## Quoted passage
I’ve written about interstitial cystitis in a previous article that was composed about 2 years ago. It has some of the same information here combined with my experiences with intestinal parasites. Even if you don’t believe you have intestinal parasites, if you have chronic cystitis, you might benefit from reading the article. Two years ago, I didn’t want to believe that I had parasites either, but apparently, most people do have parasites. Treating parasites is relatively painless, affordable, and it can make a huge difference in terms of your overall health. I always recommend a parasite detox using ONE of the following as the first step toward treating chronic interstitial cystitis:

1) Albendazole (I used Valbazen, purchased online at Amazon.com)

2) Pyrantel Pamoate  (Also purchased on Amazon.com)

OR

3) A combination treatment using Wormwood, Black Walnut, and Cloves

 

That being said, this article, however, addresses interstitial cystitis treatments for bladder irritation that isn’t caused by parasites and that doesn’t respond to a parasite detox protocol…

 

When I was 4 years old, I tried lifting my dad’s weights. I’d seen him do it and it looked pretty easy. And I loved my dad. I wanted to be like him. As soon as I did it though, I knew it was a mistake. The weights were way too heavy for me and one end of them crashed through the wall. And, I got a hernia.

 

Of course, my parents didn’t know at first that I’d gotten a hernia. And I didn’t know. I successfully hid the hole in the wall too. For a year, I was plagued with chronic urinary tract infections. My parents took me to a rural doctor who refused to diagnose me with an inguinal hernia even though my mom insisted that this was what was wrong with me. My mom would stand me up on the table and point at the bulge. But the doctor just prescribed more antibiotics and sent me back home—for a year.

 

Finally, around age 6, the hernia was acknowledged and then surgically repaired. This was in the 1980’s, so I was treated using traditional surgical techniques (basically, just a couple of sutures). I was lucky because the doctor didn’t use hernia mesh to close the hole. But he’d waited so long for me to have the surgery that my bladder suffered a great deal and after my first pregnancy, I started having chronic interstitial cystitis and regular bladder infections as a result.

## Supplied information

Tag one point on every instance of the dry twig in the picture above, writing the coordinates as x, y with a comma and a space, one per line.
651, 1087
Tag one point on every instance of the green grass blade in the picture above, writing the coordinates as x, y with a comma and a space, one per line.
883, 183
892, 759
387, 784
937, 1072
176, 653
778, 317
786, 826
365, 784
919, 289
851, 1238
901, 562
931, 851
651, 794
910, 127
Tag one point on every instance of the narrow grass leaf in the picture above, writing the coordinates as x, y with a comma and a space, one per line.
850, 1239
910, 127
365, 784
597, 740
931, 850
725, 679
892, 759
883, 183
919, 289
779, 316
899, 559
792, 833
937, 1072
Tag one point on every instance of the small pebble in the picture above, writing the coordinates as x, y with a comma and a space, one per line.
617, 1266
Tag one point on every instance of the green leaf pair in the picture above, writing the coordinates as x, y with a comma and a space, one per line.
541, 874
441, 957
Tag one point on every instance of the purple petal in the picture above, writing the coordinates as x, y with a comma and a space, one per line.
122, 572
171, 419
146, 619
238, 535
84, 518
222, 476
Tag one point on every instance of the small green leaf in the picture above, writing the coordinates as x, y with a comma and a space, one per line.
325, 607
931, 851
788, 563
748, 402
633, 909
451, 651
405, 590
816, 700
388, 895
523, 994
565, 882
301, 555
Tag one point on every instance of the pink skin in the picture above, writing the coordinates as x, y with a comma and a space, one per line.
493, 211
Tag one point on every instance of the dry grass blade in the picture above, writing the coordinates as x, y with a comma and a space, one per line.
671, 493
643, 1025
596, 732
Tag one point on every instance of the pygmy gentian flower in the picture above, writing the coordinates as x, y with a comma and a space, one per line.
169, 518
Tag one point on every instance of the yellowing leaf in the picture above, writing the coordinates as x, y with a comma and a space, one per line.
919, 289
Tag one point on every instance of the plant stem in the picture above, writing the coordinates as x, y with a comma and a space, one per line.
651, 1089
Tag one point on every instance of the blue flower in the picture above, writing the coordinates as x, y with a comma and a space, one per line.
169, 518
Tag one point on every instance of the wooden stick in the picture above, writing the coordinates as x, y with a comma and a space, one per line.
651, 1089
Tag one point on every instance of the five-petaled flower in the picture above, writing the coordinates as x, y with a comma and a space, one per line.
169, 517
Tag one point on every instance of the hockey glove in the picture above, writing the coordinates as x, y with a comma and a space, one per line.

## Directions
a. Rewrite the passage on interstitial cystitis from "I’ve written about" to "online at Amazon.com)", putting "worms" in place of "parasites".
b. Extend the personal account of interstitial cystitis past its final sentence.

## Per-task outputs
a.
I’ve written about interstitial cystitis in a previous article that was composed about 2 years ago. It has some of the same information here combined with my experiences with intestinal worms. Even if you don’t believe you have intestinal worms, if you have chronic cystitis, you might benefit from reading the article. Two years ago, I didn’t want to believe that I had worms either, but apparently, most people do have worms. Treating worms is relatively painless, affordable, and it can make a huge difference in terms of your overall health. I always recommend a parasite detox using ONE of the following as the first step toward treating chronic interstitial cystitis:

1) Albendazole (I used Valbazen, purchased online at Amazon.com)

b.
 

It took a long time for me to realize that I didn’t have chronic urinary infections. I went to the doctor often over the course of several years for the problem. Sometimes they’d prescribe antibiotics, sometimes they’d send me home with no treatment to just suffer through it. I moved to different cities during this time, so different doctors told me that the problem was caused by different things. One doctor in Florida told me that my husband was cheating on me. I was certain that he wasn’t since we’d been traveling together for over a year in an RV and we barely left each other’s sight, but the doctor insisted. Another doctor gave me a shot of high dose Rocephin and Zithromax (it didn’t help, but the shot did give me diarrhea for several days). The last time I went to the doctor for interstitial cystitis, I was still in my twenties and he said, “Do you ever have eye problems? Inflammation? That sort of thing?”

 

I said, “No.”

 

Then he said, “What about arthritis? Aching joints?”

 

I thought about it for a minute and then said, “No”.

 

But then, even though I technically didn’t fit the profile, he said, “You might have Reiter’s Syndrome.”

 

Reiter Syndrome, I later learned, is a cluster of symptoms, including those mentioned by the doctor, that are caused by a bacterial infection [1]. There was little information online at that time about Reiter Syndrome and to be honest, I didn’t care to learn about them at the time. The doctor indicated that the problem is chronic (actually, it usually lasts from 2 to 6 months, but at the time I didn’t know that) and that there was no cure. I came home from that appointment with the intent to make some changes in my diet and lifestyle. I had no desire to be labeled with any syndrome that was incurable.

 

I’d been kicking around the idea of cutting coffee out of my daily routine for quite some time. I loved coffee, but I drank too much of it. Sometimes I’d drink up to three pots of coffee a day. Coffee replaced water for me. And I suspected that there was a relationship between coffee and my chronic urinary tract infections with occasional bouts of interstitial cystitis. The doctor’s new diagnosis (Reiter’s Syndrome) motivated me to finally make the change and rid myself of the coffee habit.

 

And you know what? I started having fewer urinary tract infections. At first, with my coffee habit quelled, the change manifested as fewer urinary tract infections, but still occasional bladder irritation (interstitial cystitis). I bought some of those AZO test strips which were available by that time at certain pharmacies and noticed within the first year that I was having fewer bladder infections. In a way, this was distressing as well as a relief because I started noticing how often my bladder was irritated even when there was no bacterial overgrowth according to the test strips. When I’d have UTI’s, I’d be able to take antibiotics and have them clear up within a day or two. But interstitial cystitis was something completely different. It had no cause and no cure. I just had to suffer with it. Doctors would offer me phenazopyridine hydrochloride to cover up the symptoms, but it didn’t always help.

 

So I started paying more attention to the interstitial cystitis. When did it happen? What had I eaten before it happened? Was there a pattern in my life that could help me predict when I’d get it?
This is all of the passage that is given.